▶ _Article_:
9 August 2011: Social justice coalition Hackney Unites calls for the rioting to stop

In the aftermath of the riot in Tottenham, and with the violence on the Narrow Way, we call on the youth of Hackney to show restraint and urge you not to get caught up in rioting.

We ask this because a riot is not good for you and it is not good for our community.

We know your anger:
at the lack of education, training or jobs in the borough
at the slim life chances that are afforded you;
at the police who so often fail to protect young people, but who appear relentless in their determination to ensure that you ‘know your place’.

In a society that chooses not to respect you, participating in a riot can appear like an act of rebellion and a response to a complex series of problems: giving the police a hard time for once, and adopting the stereotypes of recklessness, criminality and brutality with which you are so often labelled.

However, a riot destroys what little we have in terms of our community assets, it also places the rioters, as well as bystanders at great risk.

The use of petrol bombs and the burning of buildings is not only devastatingly destructive to the institutions and businesses in our community. It puts peoples lives at risk. In Handsworth in 1985, two people died when trapped in their flat above a shop, in 2005 a similar tragedy occurred in the Lozells district of Birmingham. On Saturday night in Tottenham families with children had to flee through a burning building to escape.

Burning, destruction, and putting the lives of members of our community at risk is not the way to express your legitimate anger at being left behind in the boom years and expected to pay with your future when the economy crashed. You are capable of more imaginative and more effective ways of demanding economic and social justice.

▶ _Problem details_:
Reproduce the Hackney Unites statement starting at "In the aftermath" and ending at "you ‘know your place’.", replacing "restraint" with "calm". The data that comes next is not needed for any part of this work.

▶ _Rows_:

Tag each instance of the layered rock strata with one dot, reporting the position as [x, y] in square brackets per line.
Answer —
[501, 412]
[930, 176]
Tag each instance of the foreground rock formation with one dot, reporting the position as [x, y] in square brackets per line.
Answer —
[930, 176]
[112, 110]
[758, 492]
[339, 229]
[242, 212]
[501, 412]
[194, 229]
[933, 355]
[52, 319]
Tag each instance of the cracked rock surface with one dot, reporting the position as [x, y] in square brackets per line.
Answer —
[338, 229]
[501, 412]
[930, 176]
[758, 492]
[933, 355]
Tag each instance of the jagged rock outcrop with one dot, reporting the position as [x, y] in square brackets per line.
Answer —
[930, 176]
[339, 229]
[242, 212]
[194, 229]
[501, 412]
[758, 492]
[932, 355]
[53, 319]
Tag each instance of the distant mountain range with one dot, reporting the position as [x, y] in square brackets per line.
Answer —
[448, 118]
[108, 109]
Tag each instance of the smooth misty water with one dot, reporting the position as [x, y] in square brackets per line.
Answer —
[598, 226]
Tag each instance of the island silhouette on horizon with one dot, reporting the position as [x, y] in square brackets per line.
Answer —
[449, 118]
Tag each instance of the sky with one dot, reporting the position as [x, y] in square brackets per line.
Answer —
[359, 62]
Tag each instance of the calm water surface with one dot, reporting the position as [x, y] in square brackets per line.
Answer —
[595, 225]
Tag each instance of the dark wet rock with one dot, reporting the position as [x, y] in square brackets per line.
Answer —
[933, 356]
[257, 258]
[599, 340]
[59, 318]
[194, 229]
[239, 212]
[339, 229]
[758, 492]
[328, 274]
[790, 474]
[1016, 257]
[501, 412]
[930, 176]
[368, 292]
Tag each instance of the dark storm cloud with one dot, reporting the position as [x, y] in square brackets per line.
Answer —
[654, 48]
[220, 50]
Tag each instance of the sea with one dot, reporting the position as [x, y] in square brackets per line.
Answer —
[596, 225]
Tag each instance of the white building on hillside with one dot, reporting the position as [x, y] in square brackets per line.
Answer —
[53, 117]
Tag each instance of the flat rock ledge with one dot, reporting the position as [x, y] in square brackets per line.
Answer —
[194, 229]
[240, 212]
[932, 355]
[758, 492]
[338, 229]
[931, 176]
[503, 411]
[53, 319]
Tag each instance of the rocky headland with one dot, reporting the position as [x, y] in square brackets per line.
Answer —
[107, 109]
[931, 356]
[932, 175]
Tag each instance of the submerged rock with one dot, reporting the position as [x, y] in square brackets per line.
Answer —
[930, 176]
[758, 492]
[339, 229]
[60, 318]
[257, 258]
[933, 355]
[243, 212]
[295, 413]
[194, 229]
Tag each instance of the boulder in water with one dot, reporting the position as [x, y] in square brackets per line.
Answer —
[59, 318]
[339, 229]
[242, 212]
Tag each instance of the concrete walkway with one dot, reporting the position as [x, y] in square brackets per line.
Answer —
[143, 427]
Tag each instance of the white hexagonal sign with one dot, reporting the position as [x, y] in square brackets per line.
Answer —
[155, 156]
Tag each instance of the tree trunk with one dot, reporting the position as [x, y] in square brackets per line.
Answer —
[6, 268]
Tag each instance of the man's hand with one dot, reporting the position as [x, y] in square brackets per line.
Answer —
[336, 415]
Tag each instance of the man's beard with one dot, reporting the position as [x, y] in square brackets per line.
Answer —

▶ _Completed task_:
In the aftermath of the riot in Tottenham, and with the violence on the Narrow Way, we call on the youth of Hackney to show calm and urge you not to get caught up in rioting.

We ask this because a riot is not good for you and it is not good for our community.

We know your anger:
at the lack of education, training or jobs in the borough
at the slim life chances that are afforded you;
at the police who so often fail to protect young people, but who appear relentless in their determination to ensure that you ‘know your place’.